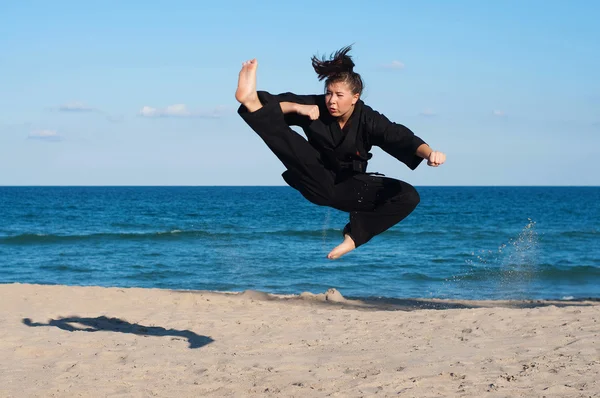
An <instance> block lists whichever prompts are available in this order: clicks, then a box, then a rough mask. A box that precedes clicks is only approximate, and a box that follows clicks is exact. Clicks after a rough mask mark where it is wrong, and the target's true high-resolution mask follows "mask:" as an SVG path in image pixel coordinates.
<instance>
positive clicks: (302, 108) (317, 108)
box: [296, 105, 319, 120]
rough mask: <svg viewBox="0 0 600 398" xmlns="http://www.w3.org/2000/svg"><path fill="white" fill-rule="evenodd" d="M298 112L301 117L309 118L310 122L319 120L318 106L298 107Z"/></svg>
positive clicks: (297, 112) (300, 106)
mask: <svg viewBox="0 0 600 398" xmlns="http://www.w3.org/2000/svg"><path fill="white" fill-rule="evenodd" d="M296 112H297V113H298V114H300V115H304V116H308V117H309V118H310V120H317V119H318V118H319V107H318V106H317V105H298V107H297V109H296Z"/></svg>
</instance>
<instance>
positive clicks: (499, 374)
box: [0, 283, 600, 397]
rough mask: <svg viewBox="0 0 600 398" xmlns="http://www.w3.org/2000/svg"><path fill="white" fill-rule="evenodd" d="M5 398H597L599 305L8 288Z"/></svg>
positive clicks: (256, 294)
mask: <svg viewBox="0 0 600 398" xmlns="http://www.w3.org/2000/svg"><path fill="white" fill-rule="evenodd" d="M0 295H1V296H2V300H1V302H0V385H1V386H2V389H1V393H0V395H1V396H3V397H30V396H31V397H34V396H54V397H63V396H64V397H67V396H76V395H78V394H81V395H84V396H92V397H95V396H107V395H110V396H140V397H142V396H177V397H195V396H273V397H280V396H284V397H288V396H289V397H322V396H335V397H358V396H375V395H376V396H409V397H435V396H461V397H480V396H481V395H482V394H486V396H492V397H505V396H511V397H512V396H515V397H530V396H547V397H559V396H560V397H589V396H598V391H600V355H599V353H600V303H599V302H596V301H581V302H572V301H568V302H565V301H532V302H523V301H515V300H513V301H468V300H460V301H458V300H436V299H423V300H416V299H415V300H411V299H407V300H403V301H400V302H395V303H389V302H385V303H383V302H371V303H369V302H364V301H357V300H350V299H345V298H344V297H343V296H341V295H340V294H339V292H337V291H333V290H330V291H327V292H325V293H321V294H317V295H313V294H304V295H292V296H290V295H270V294H267V293H263V292H256V291H245V292H238V293H232V292H220V293H219V292H207V291H181V290H167V289H158V288H118V287H98V286H66V285H34V284H19V283H14V284H2V285H0Z"/></svg>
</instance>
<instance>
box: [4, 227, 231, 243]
mask: <svg viewBox="0 0 600 398" xmlns="http://www.w3.org/2000/svg"><path fill="white" fill-rule="evenodd" d="M218 235H231V234H218V233H217V234H213V233H210V232H206V231H181V230H178V229H175V230H172V231H163V232H128V233H116V232H101V233H93V234H83V235H55V234H20V235H14V236H4V237H0V245H2V244H5V245H28V244H60V243H68V242H77V241H95V240H169V239H171V240H172V239H180V238H186V237H188V238H189V237H193V238H198V237H210V236H218Z"/></svg>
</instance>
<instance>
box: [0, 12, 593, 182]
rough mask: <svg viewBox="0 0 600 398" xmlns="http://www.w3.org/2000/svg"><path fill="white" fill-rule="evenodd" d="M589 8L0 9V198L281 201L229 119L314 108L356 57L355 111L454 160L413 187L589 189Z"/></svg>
mask: <svg viewBox="0 0 600 398" xmlns="http://www.w3.org/2000/svg"><path fill="white" fill-rule="evenodd" d="M598 15H600V3H599V2H596V1H536V0H530V1H508V0H507V1H496V2H492V1H379V2H373V3H372V4H371V5H367V3H366V2H365V1H344V2H321V1H303V2H283V1H265V2H247V1H227V0H223V1H218V2H211V3H210V5H206V2H200V1H148V0H147V1H144V2H138V1H127V2H121V1H104V2H81V1H77V2H75V1H54V2H47V1H20V2H16V1H15V2H2V4H1V5H0V185H283V184H284V183H283V180H282V179H281V176H280V175H281V173H282V172H283V167H282V165H281V164H280V163H279V161H278V160H277V159H276V158H275V156H274V155H272V154H271V153H270V152H269V150H268V149H267V148H266V147H265V146H264V144H263V143H262V141H260V139H259V138H258V137H257V136H256V135H255V133H254V132H252V130H250V129H249V128H248V127H247V126H246V125H245V124H244V123H243V121H242V120H241V119H240V118H239V116H238V115H237V114H236V109H237V103H236V101H235V99H234V92H235V87H236V83H237V74H238V72H239V69H240V66H241V63H242V61H244V60H246V59H249V58H253V57H256V58H258V60H259V72H258V86H259V89H263V90H267V91H271V92H285V91H292V92H296V93H315V92H316V93H320V92H322V90H323V86H322V83H321V82H319V81H318V80H317V78H316V74H315V73H314V71H313V70H312V67H311V64H310V58H311V56H312V55H313V54H318V55H322V54H329V53H331V52H333V51H335V50H337V49H339V48H340V47H343V46H345V45H348V44H352V43H354V47H353V51H352V53H351V54H352V55H353V57H354V60H355V63H356V65H357V66H356V70H357V71H358V72H359V73H361V74H362V76H363V78H364V80H365V82H366V90H365V92H364V93H363V100H364V101H365V102H366V103H367V104H368V105H370V106H372V107H373V108H375V109H376V110H378V111H380V112H382V113H384V114H385V115H386V116H388V117H389V118H390V119H391V120H393V121H396V122H398V123H402V124H404V125H406V126H407V127H409V128H410V129H412V130H413V131H414V132H415V134H417V135H419V136H420V137H421V138H423V139H424V140H425V141H426V142H428V143H429V144H430V145H431V146H432V147H433V148H434V149H437V150H441V151H443V152H445V153H446V154H447V163H446V164H445V165H443V166H442V167H439V168H431V167H427V166H426V165H425V164H422V165H421V166H420V167H419V168H418V169H417V170H416V171H411V170H409V169H408V168H407V167H406V166H404V165H403V164H401V163H399V162H398V161H396V160H395V159H393V158H391V157H390V156H388V155H387V154H385V153H383V152H382V151H380V150H378V149H376V150H374V158H373V160H372V161H371V162H370V165H369V169H370V170H371V171H379V172H382V173H385V174H386V175H388V176H392V177H396V178H400V179H403V180H405V181H408V182H410V183H411V184H413V185H416V186H419V185H421V186H422V185H600V166H598V159H600V24H598V23H597V16H598Z"/></svg>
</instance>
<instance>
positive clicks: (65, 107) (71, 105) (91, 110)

—————

# To do
Please provide a faithful transcription of all the data, pictures excluded.

# Output for this task
An <instance> block lists whichever prompts are available in this order: clicks, then a box, then a rough mask. A box that precedes clicks is only approximate, and a box that follows clicks is exact. Clicks after a rough mask mark where it is wrong, and the target's true high-resolution mask follows "mask:" as an SVG path in image pixel coordinates.
<instance>
positive clicks: (302, 108) (317, 108)
box: [296, 105, 319, 120]
rough mask: <svg viewBox="0 0 600 398" xmlns="http://www.w3.org/2000/svg"><path fill="white" fill-rule="evenodd" d="M298 112L301 117L309 118L310 122L319 120L318 106L298 107Z"/></svg>
positive clicks: (297, 112) (300, 106)
mask: <svg viewBox="0 0 600 398" xmlns="http://www.w3.org/2000/svg"><path fill="white" fill-rule="evenodd" d="M296 112H297V113H298V114H300V115H304V116H308V117H309V118H310V120H317V119H318V118H319V107H318V106H317V105H298V107H297V109H296Z"/></svg>
</instance>
<instance>
positive clicks: (499, 374)
box: [0, 283, 600, 397]
rough mask: <svg viewBox="0 0 600 398" xmlns="http://www.w3.org/2000/svg"><path fill="white" fill-rule="evenodd" d="M5 398H597L599 305L8 288Z"/></svg>
positive clicks: (256, 294)
mask: <svg viewBox="0 0 600 398" xmlns="http://www.w3.org/2000/svg"><path fill="white" fill-rule="evenodd" d="M0 295H1V296H2V300H1V302H0V385H1V386H2V389H1V393H0V395H1V396H3V397H30V396H31V397H34V396H54V397H63V396H64V397H67V396H76V395H78V394H81V395H84V396H92V397H95V396H107V395H110V396H140V397H142V396H177V397H195V396H273V397H280V396H284V397H288V396H289V397H322V396H335V397H358V396H375V395H376V396H409V397H435V396H461V397H480V396H481V395H482V394H486V396H492V397H505V396H511V397H512V396H515V397H530V396H547V397H559V396H560V397H589V396H598V391H600V355H599V353H600V303H599V302H596V301H581V302H572V301H568V302H565V301H532V302H523V301H515V300H513V301H468V300H460V301H458V300H436V299H423V300H416V299H415V300H411V299H407V300H403V301H400V302H395V303H389V302H385V303H383V302H371V303H369V302H364V301H357V300H350V299H345V298H344V297H343V296H341V295H340V294H339V292H337V291H333V290H330V291H327V292H325V293H321V294H317V295H313V294H304V295H292V296H290V295H270V294H267V293H263V292H256V291H245V292H238V293H232V292H220V293H219V292H207V291H181V290H167V289H158V288H118V287H98V286H66V285H34V284H19V283H14V284H2V285H0Z"/></svg>
</instance>
<instance>
box: [4, 227, 231, 243]
mask: <svg viewBox="0 0 600 398" xmlns="http://www.w3.org/2000/svg"><path fill="white" fill-rule="evenodd" d="M218 235H231V234H218V233H217V234H213V233H210V232H206V231H181V230H178V229H175V230H172V231H163V232H128V233H116V232H101V233H93V234H83V235H55V234H20V235H14V236H4V237H0V245H2V244H5V245H28V244H60V243H68V242H77V241H95V240H169V239H171V240H172V239H180V238H186V237H188V238H189V237H193V238H198V237H210V236H218Z"/></svg>
</instance>
<instance>
box: [0, 12, 593, 182]
rough mask: <svg viewBox="0 0 600 398" xmlns="http://www.w3.org/2000/svg"><path fill="white" fill-rule="evenodd" d="M589 8L0 9V198L281 201L229 119L314 108L356 57L355 111L454 160L413 187L589 189Z"/></svg>
mask: <svg viewBox="0 0 600 398" xmlns="http://www.w3.org/2000/svg"><path fill="white" fill-rule="evenodd" d="M598 15H600V3H599V2H596V1H536V0H530V1H508V0H507V1H496V2H492V1H379V2H373V3H372V4H371V5H367V3H366V2H365V1H344V2H321V1H303V2H283V1H265V2H247V1H227V0H223V1H218V2H211V3H210V5H206V2H200V1H148V0H147V1H144V2H138V1H127V2H121V1H104V2H81V1H77V2H75V1H54V2H47V1H20V2H16V1H15V2H2V4H1V5H0V185H283V184H284V183H283V180H282V179H281V176H280V175H281V173H282V172H283V167H282V165H281V164H280V163H279V161H278V160H277V159H276V158H275V156H274V155H272V154H271V153H270V152H269V150H268V149H267V148H266V147H265V146H264V144H263V143H262V141H260V139H259V138H258V137H257V136H256V135H255V133H254V132H252V130H250V129H249V128H248V127H247V126H246V125H245V124H244V123H243V121H242V120H241V119H240V118H239V116H238V115H237V114H236V109H237V103H236V101H235V99H234V92H235V87H236V83H237V74H238V72H239V69H240V66H241V63H242V61H244V60H246V59H249V58H253V57H256V58H258V60H259V72H258V86H259V89H263V90H267V91H271V92H285V91H292V92H296V93H315V92H316V93H320V92H322V90H323V86H322V83H321V82H319V81H318V80H317V78H316V74H315V73H314V71H313V70H312V67H311V64H310V58H311V56H312V55H313V54H318V55H322V54H329V53H331V52H333V51H335V50H337V49H339V48H340V47H343V46H345V45H348V44H352V43H354V47H353V51H352V53H351V54H352V55H353V57H354V60H355V63H356V65H357V66H356V70H357V71H358V72H359V73H361V74H362V76H363V78H364V80H365V82H366V90H365V92H364V93H363V100H364V101H365V102H366V103H367V104H368V105H370V106H372V107H373V108H375V109H376V110H378V111H380V112H382V113H384V114H385V115H386V116H388V117H389V118H390V119H391V120H393V121H396V122H398V123H402V124H404V125H406V126H407V127H409V128H410V129H412V130H413V131H414V132H415V134H417V135H419V136H420V137H421V138H423V139H424V140H425V141H426V142H428V143H429V144H430V145H431V146H432V147H433V148H434V149H437V150H441V151H443V152H445V153H446V154H447V163H446V164H445V165H443V166H442V167H439V168H431V167H427V166H426V165H425V164H422V165H421V166H420V167H419V168H418V169H417V170H416V171H411V170H409V169H408V168H407V167H406V166H404V165H403V164H401V163H399V162H398V161H396V160H395V159H393V158H391V157H390V156H388V155H387V154H385V153H383V152H382V151H380V150H378V149H376V150H374V158H373V160H372V161H371V162H370V165H369V169H370V170H371V171H379V172H382V173H385V174H386V175H388V176H392V177H396V178H400V179H403V180H405V181H408V182H410V183H411V184H413V185H416V186H419V185H421V186H422V185H600V166H598V159H600V24H598V23H597V16H598Z"/></svg>
</instance>
<instance>
positive clicks: (65, 107) (71, 105) (91, 110)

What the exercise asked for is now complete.